# Start of Material to process
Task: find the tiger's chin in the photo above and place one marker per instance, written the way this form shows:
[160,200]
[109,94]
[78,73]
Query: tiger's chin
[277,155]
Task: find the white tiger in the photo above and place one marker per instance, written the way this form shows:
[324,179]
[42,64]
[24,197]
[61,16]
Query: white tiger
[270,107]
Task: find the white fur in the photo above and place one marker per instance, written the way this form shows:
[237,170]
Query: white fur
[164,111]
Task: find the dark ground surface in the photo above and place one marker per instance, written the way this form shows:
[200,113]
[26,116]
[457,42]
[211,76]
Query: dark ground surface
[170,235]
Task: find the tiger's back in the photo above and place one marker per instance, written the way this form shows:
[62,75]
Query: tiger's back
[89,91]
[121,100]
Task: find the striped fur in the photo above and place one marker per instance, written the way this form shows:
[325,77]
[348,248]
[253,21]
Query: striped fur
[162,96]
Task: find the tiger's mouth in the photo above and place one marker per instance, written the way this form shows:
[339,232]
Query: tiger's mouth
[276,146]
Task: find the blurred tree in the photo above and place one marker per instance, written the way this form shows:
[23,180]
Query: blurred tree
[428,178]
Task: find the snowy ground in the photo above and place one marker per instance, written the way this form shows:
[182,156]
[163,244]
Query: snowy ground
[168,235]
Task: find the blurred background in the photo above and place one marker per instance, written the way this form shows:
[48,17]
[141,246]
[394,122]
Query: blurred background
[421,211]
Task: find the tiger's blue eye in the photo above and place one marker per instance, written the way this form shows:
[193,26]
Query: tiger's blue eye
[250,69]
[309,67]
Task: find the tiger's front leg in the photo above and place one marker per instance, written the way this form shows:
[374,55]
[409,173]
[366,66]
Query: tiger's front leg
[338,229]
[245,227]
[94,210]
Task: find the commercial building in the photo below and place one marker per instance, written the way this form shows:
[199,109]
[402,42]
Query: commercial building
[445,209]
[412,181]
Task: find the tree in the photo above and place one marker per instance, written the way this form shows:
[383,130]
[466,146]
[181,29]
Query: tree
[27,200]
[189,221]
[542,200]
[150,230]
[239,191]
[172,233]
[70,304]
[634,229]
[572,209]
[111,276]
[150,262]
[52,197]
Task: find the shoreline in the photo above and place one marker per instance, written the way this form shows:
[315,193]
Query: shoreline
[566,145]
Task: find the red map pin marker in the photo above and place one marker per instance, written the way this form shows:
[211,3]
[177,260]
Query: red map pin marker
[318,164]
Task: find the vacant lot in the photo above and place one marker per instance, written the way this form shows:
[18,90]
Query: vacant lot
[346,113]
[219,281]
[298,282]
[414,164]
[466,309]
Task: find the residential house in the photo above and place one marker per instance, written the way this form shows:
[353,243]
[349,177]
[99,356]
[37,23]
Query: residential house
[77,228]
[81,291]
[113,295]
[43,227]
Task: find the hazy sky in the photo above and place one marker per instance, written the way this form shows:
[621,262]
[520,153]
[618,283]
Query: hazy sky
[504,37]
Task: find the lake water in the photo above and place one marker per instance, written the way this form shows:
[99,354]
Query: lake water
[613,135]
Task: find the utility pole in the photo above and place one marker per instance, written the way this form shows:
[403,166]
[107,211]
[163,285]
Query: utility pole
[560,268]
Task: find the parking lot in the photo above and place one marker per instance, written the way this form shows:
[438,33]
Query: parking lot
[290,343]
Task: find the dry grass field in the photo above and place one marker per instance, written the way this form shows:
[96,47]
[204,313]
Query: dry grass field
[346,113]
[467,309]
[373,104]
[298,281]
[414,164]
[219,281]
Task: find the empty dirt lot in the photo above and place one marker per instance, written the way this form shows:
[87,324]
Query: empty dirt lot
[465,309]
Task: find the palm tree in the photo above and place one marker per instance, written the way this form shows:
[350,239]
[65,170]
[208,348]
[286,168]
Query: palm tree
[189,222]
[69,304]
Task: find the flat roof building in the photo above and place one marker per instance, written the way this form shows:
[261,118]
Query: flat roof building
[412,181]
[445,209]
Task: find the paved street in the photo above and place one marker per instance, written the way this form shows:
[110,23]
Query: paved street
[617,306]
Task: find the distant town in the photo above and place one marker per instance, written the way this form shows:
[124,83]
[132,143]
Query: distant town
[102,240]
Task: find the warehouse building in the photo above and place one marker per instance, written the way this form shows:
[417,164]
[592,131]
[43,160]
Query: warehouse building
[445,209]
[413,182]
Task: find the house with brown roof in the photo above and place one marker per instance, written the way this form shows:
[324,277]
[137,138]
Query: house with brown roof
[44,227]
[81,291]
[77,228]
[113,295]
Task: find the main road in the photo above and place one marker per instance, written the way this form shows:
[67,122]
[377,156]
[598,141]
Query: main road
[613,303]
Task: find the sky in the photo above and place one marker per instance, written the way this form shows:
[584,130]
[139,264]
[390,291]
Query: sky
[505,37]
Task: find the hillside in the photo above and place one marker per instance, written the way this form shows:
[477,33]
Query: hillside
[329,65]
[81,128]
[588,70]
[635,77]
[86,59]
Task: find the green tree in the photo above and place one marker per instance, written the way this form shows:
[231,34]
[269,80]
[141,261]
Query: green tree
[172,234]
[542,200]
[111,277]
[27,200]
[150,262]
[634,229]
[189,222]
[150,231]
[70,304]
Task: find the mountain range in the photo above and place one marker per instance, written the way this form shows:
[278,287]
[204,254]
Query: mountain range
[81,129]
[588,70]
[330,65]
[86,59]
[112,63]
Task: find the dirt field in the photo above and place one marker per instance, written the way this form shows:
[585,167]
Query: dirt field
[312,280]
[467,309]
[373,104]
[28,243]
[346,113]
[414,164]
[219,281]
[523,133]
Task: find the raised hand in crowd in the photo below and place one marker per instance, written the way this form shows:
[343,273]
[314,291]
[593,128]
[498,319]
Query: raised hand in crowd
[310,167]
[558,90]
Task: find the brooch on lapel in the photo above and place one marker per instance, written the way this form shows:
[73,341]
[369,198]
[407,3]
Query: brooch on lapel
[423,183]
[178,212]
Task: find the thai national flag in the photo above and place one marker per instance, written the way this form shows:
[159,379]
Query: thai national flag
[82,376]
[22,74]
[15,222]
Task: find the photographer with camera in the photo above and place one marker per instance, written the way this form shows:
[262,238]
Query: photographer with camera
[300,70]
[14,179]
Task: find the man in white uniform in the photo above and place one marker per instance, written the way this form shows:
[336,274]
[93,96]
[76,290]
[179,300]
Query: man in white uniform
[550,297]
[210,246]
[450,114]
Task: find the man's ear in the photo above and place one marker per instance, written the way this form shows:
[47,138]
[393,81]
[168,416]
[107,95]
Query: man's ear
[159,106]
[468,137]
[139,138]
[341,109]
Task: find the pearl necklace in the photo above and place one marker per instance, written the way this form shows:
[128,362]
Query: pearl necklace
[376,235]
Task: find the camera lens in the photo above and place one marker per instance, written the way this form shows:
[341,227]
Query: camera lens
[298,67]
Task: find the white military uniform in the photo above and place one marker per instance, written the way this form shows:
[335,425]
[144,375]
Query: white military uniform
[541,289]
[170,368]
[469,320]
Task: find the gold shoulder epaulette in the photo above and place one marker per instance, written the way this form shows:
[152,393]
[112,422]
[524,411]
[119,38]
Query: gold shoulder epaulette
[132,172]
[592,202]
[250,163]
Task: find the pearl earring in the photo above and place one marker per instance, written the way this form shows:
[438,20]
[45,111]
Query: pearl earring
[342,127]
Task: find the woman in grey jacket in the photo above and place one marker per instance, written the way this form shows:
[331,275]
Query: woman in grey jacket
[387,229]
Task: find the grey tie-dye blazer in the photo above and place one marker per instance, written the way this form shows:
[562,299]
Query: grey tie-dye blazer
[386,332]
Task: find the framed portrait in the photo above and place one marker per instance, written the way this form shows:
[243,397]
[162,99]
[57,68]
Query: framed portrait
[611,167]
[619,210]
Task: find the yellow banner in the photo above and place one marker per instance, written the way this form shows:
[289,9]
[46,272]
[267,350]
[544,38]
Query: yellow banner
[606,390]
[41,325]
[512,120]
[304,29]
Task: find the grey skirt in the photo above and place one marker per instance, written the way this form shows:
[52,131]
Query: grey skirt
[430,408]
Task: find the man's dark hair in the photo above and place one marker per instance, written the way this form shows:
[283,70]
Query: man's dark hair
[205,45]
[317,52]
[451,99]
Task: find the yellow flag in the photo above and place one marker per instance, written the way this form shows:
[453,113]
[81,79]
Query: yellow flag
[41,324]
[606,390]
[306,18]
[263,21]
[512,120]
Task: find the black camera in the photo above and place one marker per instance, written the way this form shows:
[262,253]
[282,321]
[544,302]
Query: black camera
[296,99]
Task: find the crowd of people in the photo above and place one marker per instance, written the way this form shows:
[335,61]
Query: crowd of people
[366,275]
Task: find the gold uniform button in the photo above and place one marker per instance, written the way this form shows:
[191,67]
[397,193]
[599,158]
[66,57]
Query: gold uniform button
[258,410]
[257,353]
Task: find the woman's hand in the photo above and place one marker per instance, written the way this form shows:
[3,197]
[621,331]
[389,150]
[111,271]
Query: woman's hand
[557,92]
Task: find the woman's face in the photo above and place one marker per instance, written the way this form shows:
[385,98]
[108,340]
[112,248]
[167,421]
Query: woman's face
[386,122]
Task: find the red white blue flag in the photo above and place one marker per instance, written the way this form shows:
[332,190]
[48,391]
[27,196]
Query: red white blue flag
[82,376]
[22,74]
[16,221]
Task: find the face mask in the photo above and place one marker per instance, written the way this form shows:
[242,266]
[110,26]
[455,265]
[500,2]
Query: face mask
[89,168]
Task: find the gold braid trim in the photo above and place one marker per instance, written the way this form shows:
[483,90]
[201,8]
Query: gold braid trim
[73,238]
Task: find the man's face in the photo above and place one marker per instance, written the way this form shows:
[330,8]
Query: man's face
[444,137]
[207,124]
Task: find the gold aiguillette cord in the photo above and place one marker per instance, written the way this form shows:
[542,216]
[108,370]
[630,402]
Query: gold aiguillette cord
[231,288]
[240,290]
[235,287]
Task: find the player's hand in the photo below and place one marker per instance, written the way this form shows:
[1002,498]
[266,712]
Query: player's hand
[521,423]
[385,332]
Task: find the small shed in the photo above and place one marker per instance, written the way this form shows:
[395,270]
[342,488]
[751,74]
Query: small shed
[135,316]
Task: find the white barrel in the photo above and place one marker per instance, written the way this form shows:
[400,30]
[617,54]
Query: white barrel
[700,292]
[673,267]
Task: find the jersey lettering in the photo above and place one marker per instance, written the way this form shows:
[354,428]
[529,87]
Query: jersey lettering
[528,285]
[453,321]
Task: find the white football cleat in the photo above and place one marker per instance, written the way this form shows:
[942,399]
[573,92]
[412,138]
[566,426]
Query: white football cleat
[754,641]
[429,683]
# End of Material to process
What to produce: Copy exactly the lines above, from the one containing "Task: find the white barrel" through the very last line.

Full output:
Task: find the white barrel in the photo above and place one marker per instance, written the way this form shows:
[400,30]
[617,54]
Query: white barrel
[700,292]
[673,267]
Task: find the jersey lettering in the photo above and place one marker per instance, written the way this form shows:
[354,428]
[529,87]
Query: jersey lettering
[528,285]
[453,321]
Task: find the white football cleat in the photo above and place one marker per instance, written the way this form shows:
[942,399]
[573,92]
[412,138]
[566,426]
Query: white football cleat
[754,641]
[429,683]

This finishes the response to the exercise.